■ EXERCISE: Copy every one of the records below word for word, leaving out the pictures.

■ SOURCE RECORDS:

»»

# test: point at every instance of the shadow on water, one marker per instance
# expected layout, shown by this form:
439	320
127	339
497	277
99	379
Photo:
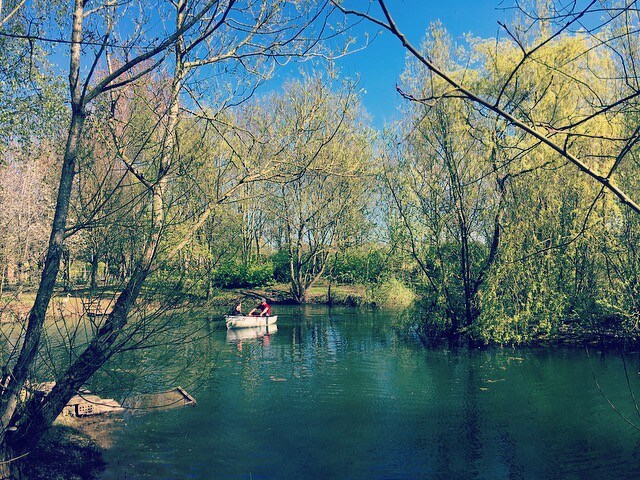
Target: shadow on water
339	393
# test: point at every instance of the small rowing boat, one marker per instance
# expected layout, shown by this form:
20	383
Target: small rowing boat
244	321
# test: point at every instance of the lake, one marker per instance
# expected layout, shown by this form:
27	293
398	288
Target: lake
346	394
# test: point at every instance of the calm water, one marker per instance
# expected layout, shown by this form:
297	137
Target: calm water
338	394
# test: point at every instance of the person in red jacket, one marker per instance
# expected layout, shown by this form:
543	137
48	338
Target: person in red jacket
262	310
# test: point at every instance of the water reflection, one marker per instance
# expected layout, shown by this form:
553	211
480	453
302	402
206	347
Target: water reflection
338	394
235	335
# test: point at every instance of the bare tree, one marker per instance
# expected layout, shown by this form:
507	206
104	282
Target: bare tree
105	56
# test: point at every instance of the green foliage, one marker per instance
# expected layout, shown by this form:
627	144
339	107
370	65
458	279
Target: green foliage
393	293
359	265
232	274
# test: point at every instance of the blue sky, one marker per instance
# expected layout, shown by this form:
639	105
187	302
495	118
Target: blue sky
380	65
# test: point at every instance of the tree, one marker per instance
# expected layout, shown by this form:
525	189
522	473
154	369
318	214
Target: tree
329	152
107	55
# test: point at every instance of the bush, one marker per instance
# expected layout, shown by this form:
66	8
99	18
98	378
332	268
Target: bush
393	293
235	275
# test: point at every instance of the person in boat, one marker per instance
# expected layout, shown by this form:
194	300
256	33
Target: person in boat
262	310
237	310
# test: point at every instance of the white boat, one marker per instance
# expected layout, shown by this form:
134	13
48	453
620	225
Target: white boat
244	321
235	335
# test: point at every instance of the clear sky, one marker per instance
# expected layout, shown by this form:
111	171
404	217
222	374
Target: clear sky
380	65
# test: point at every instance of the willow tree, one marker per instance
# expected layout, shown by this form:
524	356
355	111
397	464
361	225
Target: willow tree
321	197
446	180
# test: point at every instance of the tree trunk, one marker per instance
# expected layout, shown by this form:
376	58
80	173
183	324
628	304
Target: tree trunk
94	271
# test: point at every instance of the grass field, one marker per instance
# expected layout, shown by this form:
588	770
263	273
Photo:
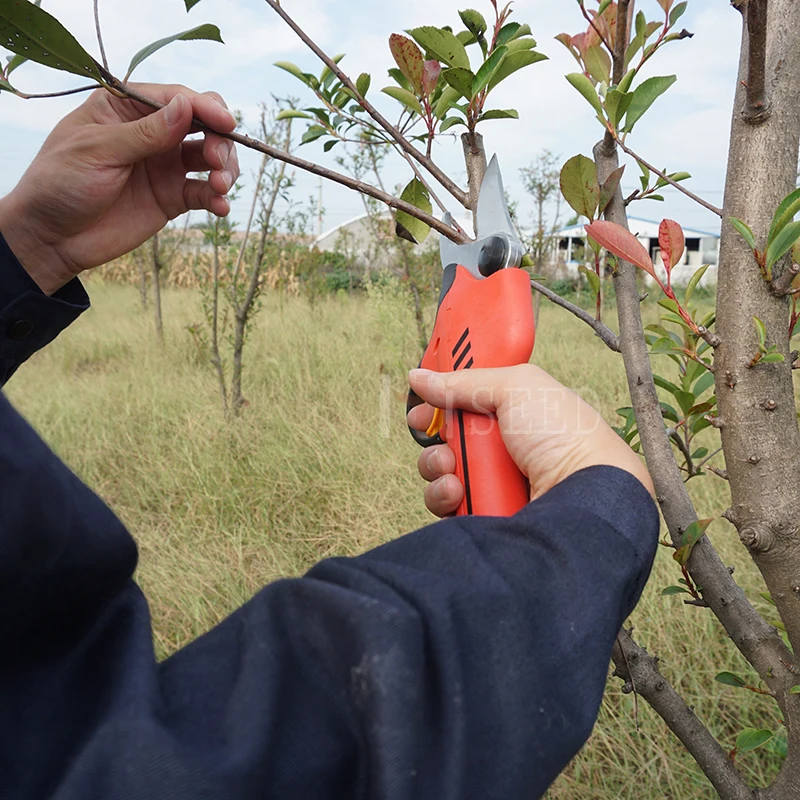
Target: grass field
321	465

««

■ CORRECT OUTPUT:
# test: point at every instance of the shadow on water, one marker per instance
# expected layout, shown by this form:
439	320
127	339
497	277
99	379
Photo:
Target: shadow on water
339	393
# test: point at every instance of the small rowing boat, one marker per instance
# expected layout, shown by this form:
20	383
Target: small rowing boat
244	321
# test: point at every instance of the lake, one marker per instance
# expected layout, shown by this form:
27	293
398	288
Target: lake
346	394
# test: point at every instance of the calm water, one marker per instance
# expected layout, shown by this form:
297	137
Target: calm water
338	394
# test: point at every instance of the person in red jacket, one marker per instance
# expected layout, shown by this form:
543	137
48	338
Target: person in red jacket
262	310
# test: point at every instance of the water reflection, one marker per instance
# expected layout, shown by this form:
553	211
480	453
302	402
206	347
Target: water reflection
338	394
235	335
# test: point at every instance of the bare tree, one marker per instance
# expected layout, shown by this form:
507	206
104	282
Target: bare tree
105	56
# test: point at every instance of the green foliage, one marker per instance
# expected layout, shown by this form:
627	144
339	107
370	65
458	279
Target: green foliage
393	293
359	265
232	274
# test: point at every instance of the blue sky, one marker per instance
# expected layout, shown by this form:
639	105
187	302
495	118
Target: blue sky
380	65
# test: point at every instance of the tree, one marker per instance
# expected layout, shown by this form:
525	189
522	473
154	369
318	214
Target: tree
329	152
107	55
# test: point at every instance of the bush, one marker per instance
# expected layout, shown by this form:
66	8
99	18
98	378
332	268
Target: bush
393	293
235	275
# test: point at every instance of the person in boat, one marker per instance
# expected layout, shown by this form:
194	300
256	33
Target: person in boat
262	310
237	310
# test: point at every instance of the white boat, one marker per instance
# expected layout, shown by this form:
134	13
48	453
620	225
Target: white boat
244	321
235	335
# test: point at every instance of the clear sky, one marker per instance
# expected layout, shown by this form:
111	171
404	217
222	374
Target: clear sky
380	65
# test: point at every instance of the willow tree, one marker per instance
# expected layout, shown by this form:
524	356
355	111
397	464
361	225
Target: willow tree
321	197
446	180
# test: point at every instance of the tree trunk, one marker per instance
# expected layout, shown by this form:
376	58
80	173
183	324
628	304
Target: tree trunk
94	271
# test: point at every instance of the grass field, one marker per instance
# expected layout, shown by this form:
588	770
263	273
Photo:
Target: grass field
321	465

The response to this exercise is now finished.